(Excerpts of labeled region data)
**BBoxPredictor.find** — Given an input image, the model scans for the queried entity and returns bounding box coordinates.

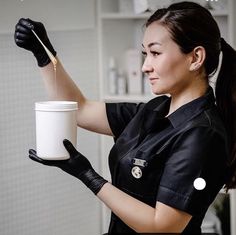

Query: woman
[15,2,236,234]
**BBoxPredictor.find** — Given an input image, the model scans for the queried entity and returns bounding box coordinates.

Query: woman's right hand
[14,18,56,67]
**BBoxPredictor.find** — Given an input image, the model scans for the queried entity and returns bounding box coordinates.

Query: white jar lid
[35,101,78,111]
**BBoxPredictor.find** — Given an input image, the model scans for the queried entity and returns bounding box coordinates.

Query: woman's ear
[189,46,206,71]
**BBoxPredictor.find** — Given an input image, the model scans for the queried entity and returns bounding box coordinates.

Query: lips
[149,78,159,84]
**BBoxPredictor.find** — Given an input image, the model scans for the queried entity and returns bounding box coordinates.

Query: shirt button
[131,166,142,179]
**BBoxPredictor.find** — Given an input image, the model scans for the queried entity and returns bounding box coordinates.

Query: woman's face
[142,22,192,95]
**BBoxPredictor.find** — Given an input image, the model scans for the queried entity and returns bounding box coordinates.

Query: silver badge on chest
[131,166,142,179]
[131,158,147,179]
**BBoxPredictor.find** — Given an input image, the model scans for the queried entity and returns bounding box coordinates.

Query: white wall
[0,0,101,235]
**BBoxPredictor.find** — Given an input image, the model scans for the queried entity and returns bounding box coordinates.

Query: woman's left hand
[29,139,107,195]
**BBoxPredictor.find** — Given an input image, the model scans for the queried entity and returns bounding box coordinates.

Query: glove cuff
[79,169,108,195]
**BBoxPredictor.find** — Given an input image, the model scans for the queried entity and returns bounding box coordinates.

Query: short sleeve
[106,103,144,137]
[156,127,227,215]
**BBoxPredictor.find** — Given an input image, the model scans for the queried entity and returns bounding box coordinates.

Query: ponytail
[215,38,236,191]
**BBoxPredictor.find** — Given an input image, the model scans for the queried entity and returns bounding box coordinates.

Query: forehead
[143,21,173,46]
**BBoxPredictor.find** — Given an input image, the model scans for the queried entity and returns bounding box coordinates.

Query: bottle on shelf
[108,57,117,95]
[117,70,127,95]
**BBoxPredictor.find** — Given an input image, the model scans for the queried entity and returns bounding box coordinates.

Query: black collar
[147,86,215,128]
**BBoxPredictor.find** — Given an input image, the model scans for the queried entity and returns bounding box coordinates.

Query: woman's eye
[151,51,161,56]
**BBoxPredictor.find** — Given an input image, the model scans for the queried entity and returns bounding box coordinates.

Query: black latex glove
[29,139,107,195]
[14,18,56,67]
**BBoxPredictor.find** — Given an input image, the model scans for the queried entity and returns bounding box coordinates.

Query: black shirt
[106,88,228,234]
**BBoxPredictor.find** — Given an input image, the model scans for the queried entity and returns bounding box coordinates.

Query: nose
[142,57,153,73]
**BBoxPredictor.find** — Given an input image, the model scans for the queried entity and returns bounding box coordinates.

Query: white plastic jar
[35,101,78,160]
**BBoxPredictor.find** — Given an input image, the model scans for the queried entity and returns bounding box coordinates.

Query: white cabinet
[97,0,236,235]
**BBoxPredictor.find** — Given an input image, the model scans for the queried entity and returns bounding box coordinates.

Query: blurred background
[0,0,236,235]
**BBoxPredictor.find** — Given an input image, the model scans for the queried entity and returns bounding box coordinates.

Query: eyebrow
[142,42,162,48]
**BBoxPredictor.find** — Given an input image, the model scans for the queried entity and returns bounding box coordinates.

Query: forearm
[40,58,86,105]
[97,183,158,232]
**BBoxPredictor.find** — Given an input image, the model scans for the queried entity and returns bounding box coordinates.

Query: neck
[167,80,209,116]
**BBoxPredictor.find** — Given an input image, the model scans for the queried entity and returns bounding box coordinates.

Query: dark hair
[146,2,236,190]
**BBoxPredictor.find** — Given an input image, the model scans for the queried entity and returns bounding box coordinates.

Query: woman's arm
[40,58,113,135]
[97,183,192,233]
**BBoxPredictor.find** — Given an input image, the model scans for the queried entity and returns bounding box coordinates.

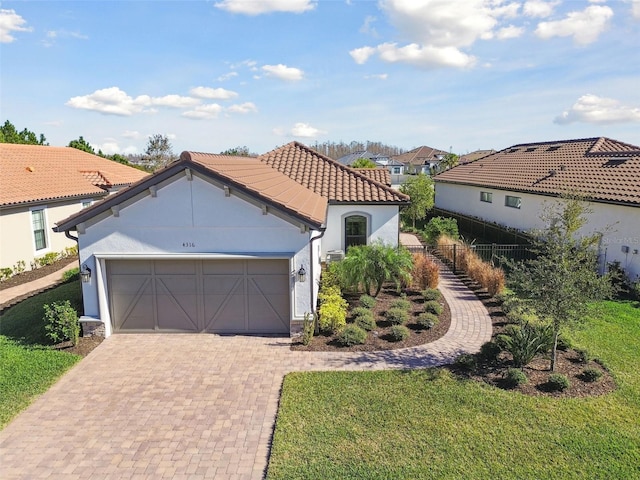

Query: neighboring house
[391,146,448,175]
[458,149,496,165]
[434,138,640,280]
[55,142,409,336]
[0,143,147,270]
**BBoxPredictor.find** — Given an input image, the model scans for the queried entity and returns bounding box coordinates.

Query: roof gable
[434,137,640,205]
[0,143,148,206]
[258,142,409,205]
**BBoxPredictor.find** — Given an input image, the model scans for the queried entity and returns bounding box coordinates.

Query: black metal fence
[407,243,535,273]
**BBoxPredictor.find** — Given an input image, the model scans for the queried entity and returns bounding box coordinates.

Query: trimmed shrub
[424,300,443,315]
[43,300,80,345]
[502,368,529,388]
[416,312,438,330]
[360,294,376,308]
[580,367,602,382]
[337,325,367,347]
[389,325,411,342]
[453,353,477,372]
[478,342,502,363]
[547,373,571,392]
[389,298,411,312]
[422,288,442,302]
[353,310,377,332]
[384,308,409,325]
[411,253,440,289]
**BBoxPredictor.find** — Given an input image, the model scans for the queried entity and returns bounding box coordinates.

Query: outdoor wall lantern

> _Aim of the task_: Reproduce the lines of the material above word for word, leaving out the pictures.

> _Answer to this exercise_:
**BBoxPredictor.find** — Given an input image, the model scans for the queried entity and returns bounding box coordinates.


Query: woman
[15,2,236,234]
**BBoxPredictor.find** — Given an input image, the model scans for the queried entity and returns bounding box coordinates.

Query: woman's right hand
[14,18,56,67]
**BBoxPredictor.find** — Given an input image, the model scans for the queried entity and returns bounding box coordinates.

Query: white jar lid
[35,101,78,111]
**BBoxPredictor.find** — Given an input image, the model scans for the queried entity and returns bounding box coordinates.

Query: woman's ear
[189,46,206,71]
**BBoxPredictor.find** — Given an input image, the model scans for the queried entity and returns bounding box coordinates.

Query: lips
[149,78,159,84]
**BBoxPredictor.find** — Given an input image, the model scans for the queried entity and returns bounding box coordinates.

Query: shirt button
[131,166,142,179]
**BBoxPredictor.find** — Given an input image, the model scans for the queried entity and returns bounding box coordinates.

Query: woman's face
[142,22,192,95]
**BBoxPredictor.find** — Given an input image, the model scans for the queried entity and returns bounding box coordinates.

Query: silver badge on chest
[131,166,142,179]
[131,158,147,179]
**BBoxPredictor.find** — Given an input image, the model scans for the queried entity and returns bounding box coordinates.

Query: white wall
[0,0,101,235]
**BBoxPredictor.find** — Given an input image, the model scans for the queried entity and returns bounding box coordinates.

Query: woman's left hand
[29,139,107,195]
**BBoxPredictor.find** — Given an input image, the model scans for the queried entity and returns bounding box coordinates.

Query: glove cuff
[79,169,108,195]
**BBoxPredictor.find** — Given an input image, the model scans for the queried entity and returns bounding box coordinates.

Query: short sleeve
[106,103,144,137]
[156,127,227,215]
**BBoxPredictor.find** — Given an input image, the model scans for the queried entity and returns bounding box coordinates.

Query: ponytail
[215,38,236,191]
**BBoxPredictor.find** — Given an input image, the model scans for the queried entity and returns bounding box coordinates.

Query: forehead
[143,21,173,46]
**BBoxPredictor.find** — Given an input image, the model scans for the queried entity and returns bounding box coordinates.

Query: bottle on shelf
[108,57,117,95]
[117,70,127,95]
**BBoxPredictor.find** — Given an input image, the model scans for the queried entity and returns bounding box coordinates.

Query: black collar
[147,86,215,128]
**BBoxPredictor.find** — Given an input image, the model scans for the queried entity and returns bounding box coordinates.

Query: woman's eye
[151,51,161,56]
**BBoxPredictor.find** — Given an input image, the model scans for the queried entity and returns bounding box coordinates.

Query: black latex glove
[29,139,107,195]
[14,18,56,67]
**BBoxPredictor.find** — Given an input image, the model scans for the queried entity and returns bounding box coordinates.

Query: black shirt
[106,88,228,234]
**BBoxPredictor.find** — Given an input image, the model scans for the queried entity and returns bounding box coordinates.

Query: nose
[142,57,153,73]
**BBoxPredictor.find** — Given an input image, the model scans for the queried entity and returns bounding box coordinates.

Query: white plastic jar
[35,101,78,160]
**BBoxPredictor.find** — Given an input image, the model scans for the queried entity and returns bounding box coordinates.

Query: white cabinet
[97,0,236,235]
**BBoxPredictor.find** — Given an input image, the model scans for the queried entity and returns bounding box coordinates.

Query: blurred background
[0,0,236,235]
**BBoxPredictor.find** — Given an input image, the model scans for the queried entity and returns bounding box coordinates.

Query: eyebrow
[142,42,162,48]
**BBoxPredictor.find** — Given an input image, the model scans for the queried entity and returns bounding box coordinates.

Query: forearm
[40,58,86,105]
[97,183,158,232]
**BBoxPredictor.find** — Given an input image, the model scans for the queried entity and returns bounding box coordinates.

Query: neck
[167,80,209,116]
**BBoxPredictor.find** — Given an input image, the model scans for the queried entity and returns bounding box coordinates.

Query: dark hair
[146,2,236,190]
**BBoxPredictor.find** — Given an input image, the model scans for the queried entity and returns bounding box coordinates.

Query: woman's arm
[40,58,113,135]
[97,183,192,233]
**BBoxPredictor.find** — Given an input image, the model scans for the queried entity and returns bounding box coordinates.


Query: neighboring house
[391,146,448,175]
[458,149,496,165]
[434,138,640,280]
[55,142,409,336]
[0,143,147,270]
**BBoxPredictor.find** — Given an input image, the model scans for the queried entity and returns bounding box coordinates.

Query: roof gable
[434,137,640,205]
[0,143,148,206]
[258,142,409,205]
**BBoxPredictor.find** — Given an input image, the model scans for the queried entity and returns bounding box coordinates.

Query: black metal fence
[407,243,535,273]
**BBoxPredictor.find** — Given an input image, the model scans for the queried entity and returns bounding box coordinates.

Query: trimmed shrub
[424,300,443,315]
[43,300,80,345]
[502,368,529,388]
[416,312,438,330]
[360,294,376,308]
[580,367,602,382]
[337,325,367,347]
[389,325,411,342]
[453,353,477,372]
[478,342,502,363]
[547,373,571,392]
[389,298,411,312]
[422,288,442,302]
[353,310,377,332]
[384,308,409,325]
[411,253,440,289]
**BBoxPredictor.find** — Given an input image, the model scans for the queried entity and returns bounding box coordinates.

Query: outdoor wall lantern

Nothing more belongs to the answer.